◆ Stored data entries
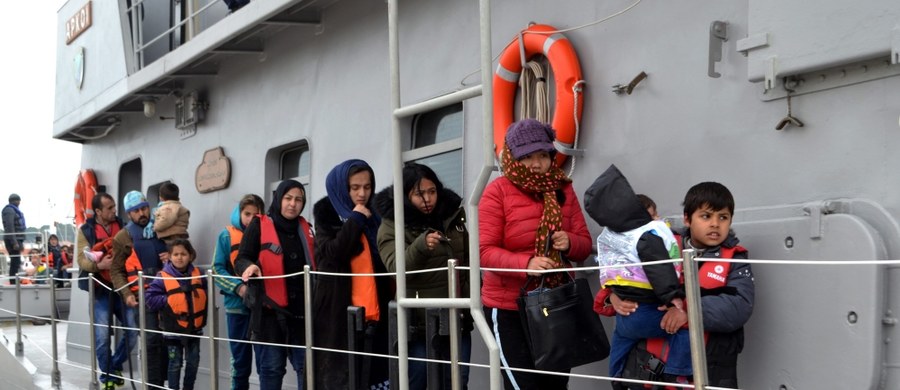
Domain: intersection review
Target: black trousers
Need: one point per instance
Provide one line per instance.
(510, 335)
(157, 353)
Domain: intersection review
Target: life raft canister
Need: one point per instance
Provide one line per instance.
(537, 39)
(85, 189)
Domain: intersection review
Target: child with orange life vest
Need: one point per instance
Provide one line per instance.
(179, 294)
(237, 316)
(631, 238)
(727, 289)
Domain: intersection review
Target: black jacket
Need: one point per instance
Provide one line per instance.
(337, 243)
(267, 325)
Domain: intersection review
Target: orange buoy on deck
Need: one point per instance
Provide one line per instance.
(539, 39)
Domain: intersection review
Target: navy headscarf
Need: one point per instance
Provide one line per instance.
(338, 187)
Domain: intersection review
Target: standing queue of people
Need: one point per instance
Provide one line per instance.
(529, 218)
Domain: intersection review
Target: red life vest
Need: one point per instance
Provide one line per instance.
(185, 310)
(712, 275)
(271, 258)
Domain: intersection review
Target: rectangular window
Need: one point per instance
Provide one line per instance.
(291, 161)
(437, 142)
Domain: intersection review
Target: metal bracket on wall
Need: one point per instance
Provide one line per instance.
(718, 35)
(895, 45)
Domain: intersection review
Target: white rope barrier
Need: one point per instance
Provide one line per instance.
(440, 269)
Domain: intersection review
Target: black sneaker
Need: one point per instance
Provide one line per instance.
(117, 378)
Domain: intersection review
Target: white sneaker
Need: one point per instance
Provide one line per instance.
(94, 256)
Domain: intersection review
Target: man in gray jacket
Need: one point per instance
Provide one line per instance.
(14, 227)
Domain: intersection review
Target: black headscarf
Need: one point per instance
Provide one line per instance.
(281, 222)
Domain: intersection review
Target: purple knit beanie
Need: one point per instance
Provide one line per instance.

◆ OBJECTIVE
Please write out all of the material above without changing a word, and omit any pictures.

◆ RESPONSE TO THE EXERCISE
Domain: intersection review
Target: black trousers
Need: one point per instance
Provide one line per instance.
(510, 335)
(157, 353)
Domain: intersection review
Target: life raft canister
Need: one point per instance
Provide one line per instance.
(537, 39)
(85, 189)
Domain: intersection review
Target: child with orange life vest
Need: one point per instance
Provide one line per instance.
(179, 294)
(237, 316)
(631, 238)
(727, 289)
Domain: intersection review
Target: black jacket
Need: one point per instance
Provide one line per instance.
(337, 243)
(267, 325)
Domain: intersection review
Target: orange buoy on deck
Need: one point per instance
Provide one line per instance.
(539, 39)
Domain: intersection review
Target: navy headscarf
Need: one point per instance
Provide one line per instance.
(338, 187)
Domain: intersection review
Target: standing queue of people
Need: one point per instance
Provide one line per instance.
(529, 218)
Domain: intersection review
Target: red life vest
Need: one point per instance
Provide one line per instance.
(185, 310)
(712, 275)
(271, 258)
Domain: intersection review
Target: rectangular window
Need: one point per instance
Provide one line per instance.
(291, 161)
(437, 142)
Domain: intersection review
Target: metal bracket on wall
Need: one point per instance
Provide one line per instance.
(718, 35)
(895, 45)
Domain: intersection review
Target: white rope barrier
Need: one point per instance
Provide one line per instance.
(440, 269)
Domain: intersection review
Target: black sneaker
Need: one point per instance
Provide one line per instance.
(117, 378)
Domain: intersection review
Target: white sneaker
Need: one point per instance
Provide one line per instance.
(94, 256)
Domain: intersection review
Target: man in gray jacket
Need: one point per instance
Provide one line per instance.
(14, 227)
Domain: intersection review
Target: black headscarf
Need: one point per instance
Provide one line per instance.
(281, 222)
Domain: intersection review
Target: purple knit beanie
Need: one point per instance
Provide one line per instance.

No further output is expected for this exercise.